══ Source

A luxury-seeking sedan

A luxury-seeking sedan

Lincoln's entry-level MKZ has been reworked - on and under its skin - to keep up with the times

By George Kuruvilla

Published: Fri 31 Aug 2018, 12:00 AM

Last updated: Fri 7 Sep 2018, 12:21 PM

Over the past decade, the Lincoln brand has been attempting to re-emerge into the thick of the automotive scene. One vehicle pivotal to their cause had been the MKZ: their entry-level mid-size sedan, which could have been their cash cow. But, so far, both the brand and the vehicle haven't seen the success they'd anticipated. To address the issue, Lincoln has been deliberately distinguished from the Ford parent company in numerous ways - they even have separate showrooms - to create a more prestigious brand image, critical for anything luxury. They are also revamping the range one at a time. Not too long ago, we drove the top-spec Reserve variant of the Lincoln MKZ and this is what we think of it.
The current-generation MKZ is a rework of the model first released in 2014. My initial impression of the car was that it's a neat-looking vehicle with a size that serves the purpose of family transportation and with styling that has a certain distinction. But a closer comparison makes me want to think of it as a lacklustre remake of the gorgeous Continental, the full-size sedan. In the design refresh, they have chosen to abandon the gracious split-wing grille for an upright chrome one, similar to its bigger sibling. The rectilinear light clusters have been borrowed too. But not all is new. The continuous and pronounced beltline remains, which gives some visual fluidity to its metallic form; so does much of the rear, including the LED luminaires that stretch along the whole width of the car. The good news is that it doesn't look anything like the Fusion, which it is based on; the bad news is the older car was much better-looking. In fact, it was amongst the handsomest sedans out there!
Inside, it's an iteration of a Ford Fusion story - but a good one, thanks to some Lincoln-style idiosyncracies and elegant touches. The steering wheel - a 3-spoke variety wrapped in Wollsdorf pure cowhide leather from Central Europe and the Alpine region - is a direct import from the Fusion, but with more restrained touches of chrome. The multi-function buttons are many, overcrowded perhaps, and could affect operational intuitiveness. Beyond it is a customisable 10.1-inch instrument panel with nice hues and graphics alongside the speedo.

════

## Work to do
a) According to the car review, in what year was the model that the current MKZ reworks first released?
b) Return every line of the records that contains the word "people", treating case as significant.

══ Exercise materials

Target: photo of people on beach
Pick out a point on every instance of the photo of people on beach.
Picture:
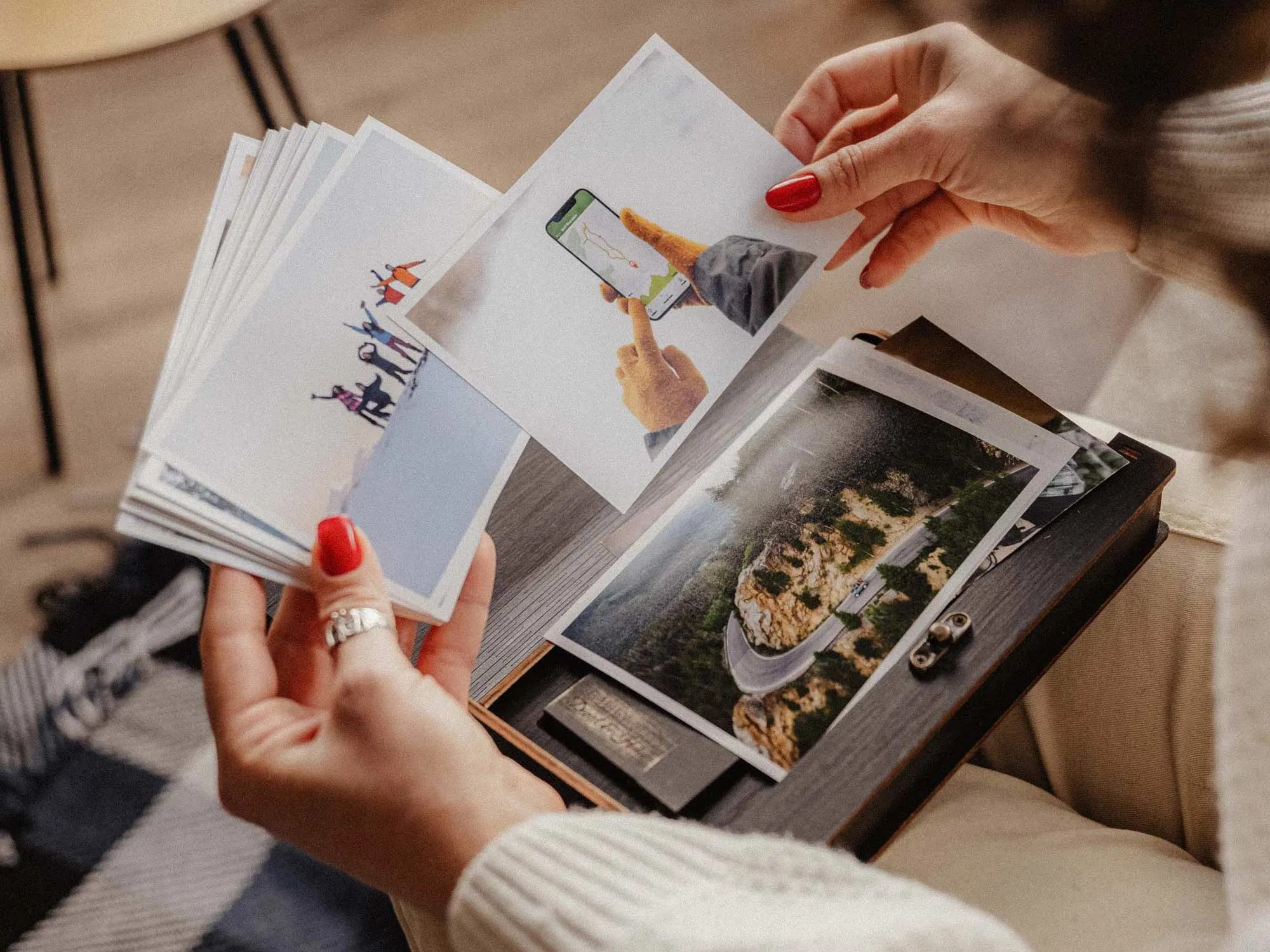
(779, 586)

════
══ Exercise materials

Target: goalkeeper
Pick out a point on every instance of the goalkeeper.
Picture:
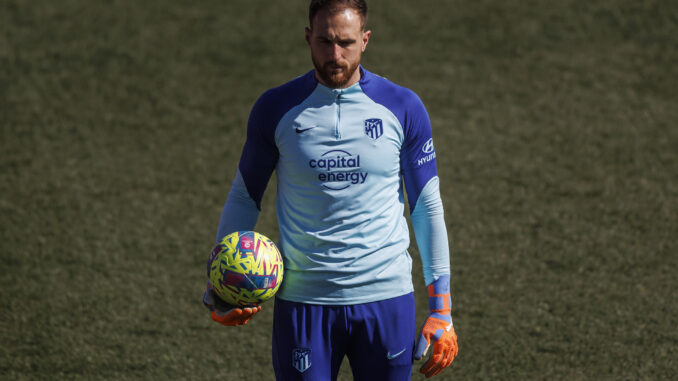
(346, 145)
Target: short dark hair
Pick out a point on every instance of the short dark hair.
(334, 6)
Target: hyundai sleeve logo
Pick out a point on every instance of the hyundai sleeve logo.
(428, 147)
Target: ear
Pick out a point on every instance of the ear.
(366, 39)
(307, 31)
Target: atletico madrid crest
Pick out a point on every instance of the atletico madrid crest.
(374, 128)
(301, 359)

════

## Answers to the tasks
a) 2014

b)
Target: photo of people on beach
Pick out a point on every instance of the photo of people on beach.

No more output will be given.